Exercices à faire
**A.** Relevez dans le texte sur les pycnodontes les groupes d'animaux dont des spécialistes ont examiné les fragments de mâchoires.
**B.** Résumez le texte sur les pycnodontes en deux phrases.
**C.** Recopiez, dans le texte sur les pycnodontes, le passage qui va de « Depuis quelques années, d’étranges » jusqu'à « à des pycnodontes. ».

Texte fourni
========
Depuis quelques années, d’étranges fragments de mâchoires portant des dents coupantes sont découverts dans les dépôts de phosphates au Maroc. Certains éléments correspondent à des morceaux de mandibules alors que d’autres, formés de rangées de dents fixées sur un os triangulaire, semblent être des éléments de mâchoires supérieures. A quel animal appartiennent-ils ? Tous les groupes de vertébrés, ou presque, ont été suspectés mais les spécialistes qui les ont observés, qu’ils soient experts de requins, de mammifères ou de différents types de reptiles (squamates et archosaures notamment) sont restés cois. Romain Vullo, chercheur CNRS à l’Université de Rennes, a alors proposé une hypothèse audacieuse : ces fragments de mâchoires pourraient bien appartenir à des pycnodontes.
Les pycnodontes sont des poissons emblématiques du Mésozoïque qui subsistent jusqu’à l’Eocène. Avec leur corps rond et comprimé latéralement, flanqué de longues nageoires, ils possèdent des dents broyeuses, rondes ou elliptiques, qu’on retrouve souvent isolées dans les sédiments. Les dents formaient plusieurs rangées sur la mandibule (les préarticulaires) et sur le palais (le vomer).
========
Lignes affichées
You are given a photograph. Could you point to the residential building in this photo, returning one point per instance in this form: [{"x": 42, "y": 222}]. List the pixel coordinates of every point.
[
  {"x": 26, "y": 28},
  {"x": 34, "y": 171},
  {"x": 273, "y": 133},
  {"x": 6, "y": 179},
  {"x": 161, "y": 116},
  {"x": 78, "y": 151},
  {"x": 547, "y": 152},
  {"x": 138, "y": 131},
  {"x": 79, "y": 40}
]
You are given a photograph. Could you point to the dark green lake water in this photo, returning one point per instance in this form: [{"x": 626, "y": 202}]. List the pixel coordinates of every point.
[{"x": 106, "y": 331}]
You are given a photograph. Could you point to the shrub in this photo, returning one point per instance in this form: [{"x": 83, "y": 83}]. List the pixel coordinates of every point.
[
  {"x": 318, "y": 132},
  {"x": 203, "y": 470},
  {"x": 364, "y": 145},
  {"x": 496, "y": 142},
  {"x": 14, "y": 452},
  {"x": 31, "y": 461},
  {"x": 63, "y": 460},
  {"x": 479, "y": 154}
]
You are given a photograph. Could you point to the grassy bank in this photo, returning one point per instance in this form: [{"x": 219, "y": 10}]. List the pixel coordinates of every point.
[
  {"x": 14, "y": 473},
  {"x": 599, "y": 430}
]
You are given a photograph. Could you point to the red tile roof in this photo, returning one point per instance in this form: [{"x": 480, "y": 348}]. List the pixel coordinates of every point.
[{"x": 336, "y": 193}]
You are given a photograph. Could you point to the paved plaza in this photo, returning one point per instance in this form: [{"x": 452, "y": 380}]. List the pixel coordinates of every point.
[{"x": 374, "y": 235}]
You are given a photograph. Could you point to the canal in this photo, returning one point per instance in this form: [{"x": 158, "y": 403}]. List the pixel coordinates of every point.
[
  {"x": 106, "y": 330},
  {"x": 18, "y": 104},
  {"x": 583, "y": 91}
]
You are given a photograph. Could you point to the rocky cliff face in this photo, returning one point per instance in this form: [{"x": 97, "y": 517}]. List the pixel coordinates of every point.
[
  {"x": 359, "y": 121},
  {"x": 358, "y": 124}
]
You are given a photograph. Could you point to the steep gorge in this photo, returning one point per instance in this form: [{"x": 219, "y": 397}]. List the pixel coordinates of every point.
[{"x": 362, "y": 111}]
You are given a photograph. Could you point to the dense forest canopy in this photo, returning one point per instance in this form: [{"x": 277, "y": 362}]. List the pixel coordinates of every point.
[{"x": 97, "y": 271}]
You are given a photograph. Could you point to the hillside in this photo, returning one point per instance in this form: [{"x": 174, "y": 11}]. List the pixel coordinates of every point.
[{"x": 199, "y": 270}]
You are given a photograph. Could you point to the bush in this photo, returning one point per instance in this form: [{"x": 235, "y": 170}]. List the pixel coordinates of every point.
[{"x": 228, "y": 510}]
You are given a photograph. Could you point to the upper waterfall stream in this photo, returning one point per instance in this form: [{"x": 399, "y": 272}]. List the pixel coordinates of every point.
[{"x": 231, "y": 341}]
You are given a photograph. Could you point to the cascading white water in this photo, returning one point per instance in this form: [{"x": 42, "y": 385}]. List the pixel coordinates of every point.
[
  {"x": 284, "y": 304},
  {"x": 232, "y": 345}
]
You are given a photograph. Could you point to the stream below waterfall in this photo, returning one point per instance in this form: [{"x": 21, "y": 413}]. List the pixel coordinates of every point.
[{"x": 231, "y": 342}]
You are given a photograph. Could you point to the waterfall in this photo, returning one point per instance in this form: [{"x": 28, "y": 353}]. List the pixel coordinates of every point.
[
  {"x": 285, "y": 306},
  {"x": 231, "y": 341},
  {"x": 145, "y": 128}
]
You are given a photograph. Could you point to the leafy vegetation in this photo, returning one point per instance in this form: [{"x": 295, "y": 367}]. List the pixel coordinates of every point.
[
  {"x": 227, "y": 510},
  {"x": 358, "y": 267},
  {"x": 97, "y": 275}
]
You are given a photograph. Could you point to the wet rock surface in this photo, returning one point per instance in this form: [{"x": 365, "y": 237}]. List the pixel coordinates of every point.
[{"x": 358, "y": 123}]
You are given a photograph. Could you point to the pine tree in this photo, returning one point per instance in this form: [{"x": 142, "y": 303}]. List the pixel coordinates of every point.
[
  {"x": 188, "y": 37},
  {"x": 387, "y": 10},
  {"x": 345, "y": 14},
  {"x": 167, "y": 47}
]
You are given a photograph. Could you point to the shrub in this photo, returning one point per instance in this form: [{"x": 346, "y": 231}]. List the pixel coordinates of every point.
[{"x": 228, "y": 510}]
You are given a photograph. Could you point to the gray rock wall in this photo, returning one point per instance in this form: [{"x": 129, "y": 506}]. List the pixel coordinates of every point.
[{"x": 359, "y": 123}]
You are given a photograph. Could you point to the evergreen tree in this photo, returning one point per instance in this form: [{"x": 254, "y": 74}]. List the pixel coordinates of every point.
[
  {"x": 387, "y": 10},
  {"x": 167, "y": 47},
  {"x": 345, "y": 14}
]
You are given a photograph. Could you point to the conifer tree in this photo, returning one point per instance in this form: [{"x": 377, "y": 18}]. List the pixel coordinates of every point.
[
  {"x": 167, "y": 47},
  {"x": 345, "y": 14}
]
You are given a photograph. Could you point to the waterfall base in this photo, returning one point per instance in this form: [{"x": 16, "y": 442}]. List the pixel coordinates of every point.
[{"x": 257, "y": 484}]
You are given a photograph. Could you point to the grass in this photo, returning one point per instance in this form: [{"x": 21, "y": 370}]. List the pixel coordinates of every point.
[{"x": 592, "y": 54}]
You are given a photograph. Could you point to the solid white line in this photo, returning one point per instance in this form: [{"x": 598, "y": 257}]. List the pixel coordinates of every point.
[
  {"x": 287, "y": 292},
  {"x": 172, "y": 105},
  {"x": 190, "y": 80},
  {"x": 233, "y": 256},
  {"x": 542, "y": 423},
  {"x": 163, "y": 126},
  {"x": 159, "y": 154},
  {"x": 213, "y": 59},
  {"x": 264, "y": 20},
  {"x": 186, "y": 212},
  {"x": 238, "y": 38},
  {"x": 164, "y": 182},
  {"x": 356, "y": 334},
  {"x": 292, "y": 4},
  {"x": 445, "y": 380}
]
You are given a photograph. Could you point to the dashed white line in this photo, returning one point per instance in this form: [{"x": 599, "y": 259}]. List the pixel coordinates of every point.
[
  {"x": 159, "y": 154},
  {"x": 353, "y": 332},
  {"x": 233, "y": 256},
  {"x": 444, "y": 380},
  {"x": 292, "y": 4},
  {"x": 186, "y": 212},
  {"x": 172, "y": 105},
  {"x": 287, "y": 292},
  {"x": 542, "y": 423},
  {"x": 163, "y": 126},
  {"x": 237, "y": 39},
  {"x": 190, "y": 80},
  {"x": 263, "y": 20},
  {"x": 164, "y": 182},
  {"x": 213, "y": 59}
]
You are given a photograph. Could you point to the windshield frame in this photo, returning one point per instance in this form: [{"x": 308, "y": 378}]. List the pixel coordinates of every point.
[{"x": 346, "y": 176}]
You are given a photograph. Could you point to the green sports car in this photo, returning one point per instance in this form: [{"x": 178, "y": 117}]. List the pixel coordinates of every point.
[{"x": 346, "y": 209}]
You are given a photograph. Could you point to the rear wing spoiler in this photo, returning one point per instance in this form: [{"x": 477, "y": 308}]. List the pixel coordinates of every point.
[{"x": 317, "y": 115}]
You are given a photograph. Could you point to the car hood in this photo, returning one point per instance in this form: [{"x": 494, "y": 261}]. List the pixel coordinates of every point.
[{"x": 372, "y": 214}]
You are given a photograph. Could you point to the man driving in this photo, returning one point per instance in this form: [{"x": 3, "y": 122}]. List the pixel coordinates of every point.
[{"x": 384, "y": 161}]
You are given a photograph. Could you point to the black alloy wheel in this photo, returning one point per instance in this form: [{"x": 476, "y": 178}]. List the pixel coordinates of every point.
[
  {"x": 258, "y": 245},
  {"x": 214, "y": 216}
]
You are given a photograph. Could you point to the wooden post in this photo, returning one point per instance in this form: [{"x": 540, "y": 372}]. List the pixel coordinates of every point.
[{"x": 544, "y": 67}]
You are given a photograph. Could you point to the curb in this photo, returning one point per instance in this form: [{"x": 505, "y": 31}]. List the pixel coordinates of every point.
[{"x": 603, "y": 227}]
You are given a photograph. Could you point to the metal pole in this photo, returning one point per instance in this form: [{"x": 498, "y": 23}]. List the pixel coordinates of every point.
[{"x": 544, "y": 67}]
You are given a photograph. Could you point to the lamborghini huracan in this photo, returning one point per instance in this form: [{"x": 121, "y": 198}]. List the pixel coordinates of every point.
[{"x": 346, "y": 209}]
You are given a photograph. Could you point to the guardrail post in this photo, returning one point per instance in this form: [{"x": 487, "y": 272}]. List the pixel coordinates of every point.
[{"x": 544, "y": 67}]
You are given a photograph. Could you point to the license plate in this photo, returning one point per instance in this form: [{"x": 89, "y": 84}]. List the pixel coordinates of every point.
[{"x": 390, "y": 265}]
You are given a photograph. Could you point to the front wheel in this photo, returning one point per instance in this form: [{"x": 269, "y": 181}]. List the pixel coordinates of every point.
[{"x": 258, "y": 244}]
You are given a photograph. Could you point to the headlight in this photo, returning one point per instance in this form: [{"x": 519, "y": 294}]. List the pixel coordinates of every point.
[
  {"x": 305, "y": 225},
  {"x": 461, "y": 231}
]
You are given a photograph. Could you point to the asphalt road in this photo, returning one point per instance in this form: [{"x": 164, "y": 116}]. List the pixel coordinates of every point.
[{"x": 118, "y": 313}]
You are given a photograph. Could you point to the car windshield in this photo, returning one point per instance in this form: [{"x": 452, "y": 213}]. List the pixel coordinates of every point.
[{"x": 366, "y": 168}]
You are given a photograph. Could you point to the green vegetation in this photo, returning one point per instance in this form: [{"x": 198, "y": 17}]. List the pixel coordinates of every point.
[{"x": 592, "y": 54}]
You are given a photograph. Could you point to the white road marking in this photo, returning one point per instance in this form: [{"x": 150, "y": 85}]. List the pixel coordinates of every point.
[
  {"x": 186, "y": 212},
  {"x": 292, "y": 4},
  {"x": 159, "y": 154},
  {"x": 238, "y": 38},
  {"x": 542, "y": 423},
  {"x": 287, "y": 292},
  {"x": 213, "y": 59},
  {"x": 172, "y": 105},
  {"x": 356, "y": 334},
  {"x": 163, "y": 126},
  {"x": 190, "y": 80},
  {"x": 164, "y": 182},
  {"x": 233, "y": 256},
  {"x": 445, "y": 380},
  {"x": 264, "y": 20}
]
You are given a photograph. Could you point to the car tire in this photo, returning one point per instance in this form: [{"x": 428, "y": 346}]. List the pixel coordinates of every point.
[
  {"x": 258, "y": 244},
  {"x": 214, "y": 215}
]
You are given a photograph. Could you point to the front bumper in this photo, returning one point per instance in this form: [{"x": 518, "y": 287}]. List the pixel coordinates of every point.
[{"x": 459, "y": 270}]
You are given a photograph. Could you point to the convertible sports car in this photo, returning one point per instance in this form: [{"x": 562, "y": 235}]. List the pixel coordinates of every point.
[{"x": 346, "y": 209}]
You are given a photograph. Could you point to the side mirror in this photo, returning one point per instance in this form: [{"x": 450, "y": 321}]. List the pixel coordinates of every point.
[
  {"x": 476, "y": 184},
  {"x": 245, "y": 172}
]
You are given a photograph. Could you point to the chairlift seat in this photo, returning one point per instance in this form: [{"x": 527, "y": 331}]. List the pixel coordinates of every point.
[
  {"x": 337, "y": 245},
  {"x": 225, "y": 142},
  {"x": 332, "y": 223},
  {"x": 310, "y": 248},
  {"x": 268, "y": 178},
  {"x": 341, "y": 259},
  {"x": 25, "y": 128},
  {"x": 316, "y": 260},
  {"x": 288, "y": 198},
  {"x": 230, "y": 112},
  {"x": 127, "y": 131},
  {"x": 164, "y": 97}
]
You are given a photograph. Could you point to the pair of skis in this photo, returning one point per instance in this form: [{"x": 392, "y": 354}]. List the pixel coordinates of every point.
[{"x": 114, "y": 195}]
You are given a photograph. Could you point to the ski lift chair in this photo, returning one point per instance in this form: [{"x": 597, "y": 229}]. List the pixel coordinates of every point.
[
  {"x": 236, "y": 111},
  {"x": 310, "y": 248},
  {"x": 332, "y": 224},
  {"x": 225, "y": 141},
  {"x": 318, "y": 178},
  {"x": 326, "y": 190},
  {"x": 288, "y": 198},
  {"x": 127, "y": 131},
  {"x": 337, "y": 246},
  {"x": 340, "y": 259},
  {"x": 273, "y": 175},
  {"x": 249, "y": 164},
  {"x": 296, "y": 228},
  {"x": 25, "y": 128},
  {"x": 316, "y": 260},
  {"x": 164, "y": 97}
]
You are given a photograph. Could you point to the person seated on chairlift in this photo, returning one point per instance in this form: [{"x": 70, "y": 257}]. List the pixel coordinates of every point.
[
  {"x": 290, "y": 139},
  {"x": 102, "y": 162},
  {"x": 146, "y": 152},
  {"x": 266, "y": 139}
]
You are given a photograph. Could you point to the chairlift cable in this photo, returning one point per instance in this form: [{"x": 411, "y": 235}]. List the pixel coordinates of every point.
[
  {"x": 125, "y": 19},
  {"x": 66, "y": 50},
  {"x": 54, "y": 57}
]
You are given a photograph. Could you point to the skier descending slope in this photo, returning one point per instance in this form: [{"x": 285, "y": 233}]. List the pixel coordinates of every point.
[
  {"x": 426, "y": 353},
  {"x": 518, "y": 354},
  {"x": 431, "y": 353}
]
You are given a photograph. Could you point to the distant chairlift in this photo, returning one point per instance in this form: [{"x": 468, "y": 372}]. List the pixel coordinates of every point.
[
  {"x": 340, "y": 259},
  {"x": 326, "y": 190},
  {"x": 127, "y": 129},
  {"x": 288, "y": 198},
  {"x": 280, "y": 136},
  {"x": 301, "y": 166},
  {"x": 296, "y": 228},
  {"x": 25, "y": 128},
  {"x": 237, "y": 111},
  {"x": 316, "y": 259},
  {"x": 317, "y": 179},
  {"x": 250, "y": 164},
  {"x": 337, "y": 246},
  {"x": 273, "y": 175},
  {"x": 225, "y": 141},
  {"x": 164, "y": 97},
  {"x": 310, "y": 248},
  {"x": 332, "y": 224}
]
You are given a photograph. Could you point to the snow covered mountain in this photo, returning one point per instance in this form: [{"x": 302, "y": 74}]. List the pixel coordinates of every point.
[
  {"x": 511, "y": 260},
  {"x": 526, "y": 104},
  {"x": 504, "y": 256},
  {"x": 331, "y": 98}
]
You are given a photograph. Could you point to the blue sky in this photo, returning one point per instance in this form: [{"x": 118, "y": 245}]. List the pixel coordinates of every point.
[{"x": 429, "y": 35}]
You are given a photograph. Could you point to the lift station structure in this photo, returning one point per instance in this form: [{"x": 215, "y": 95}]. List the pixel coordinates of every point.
========
Réponses attendues
**A.** Les requins ; les mammifères ; différents types de reptiles, notamment les squamates et les archosaures.

**B.** Des fragments de mâchoires à dents coupantes trouvés dans les phosphates du Maroc ont laissé les spécialistes sans réponse, jusqu'à ce que Romain Vullo propose qu'ils appartiennent à des pycnodontes. Ces poissons du Mésozoïque, qui ont survécu jusqu'à l'Éocène, avaient un corps rond et aplati sur les côtés, ainsi que plusieurs rangées de dents broyeuses sur la mandibule et sur le palais.

**C.**
Depuis quelques années, d’étranges fragments de mâchoires portant des dents coupantes sont découverts dans les dépôts de phosphates au Maroc. Certains éléments correspondent à des morceaux de mandibules alors que d’autres, formés de rangées de dents fixées sur un os triangulaire, semblent être des éléments de mâchoires supérieures. A quel animal appartiennent-ils ? Tous les groupes de vertébrés, ou presque, ont été suspectés mais les spécialistes qui les ont observés, qu’ils soient experts de requins, de mammifères ou de différents types de reptiles (squamates et archosaures notamment) sont restés cois. Romain Vullo, chercheur CNRS à l’Université de Rennes, a alors proposé une hypothèse audacieuse : ces fragments de mâchoires pourraient bien appartenir à des pycnodontes.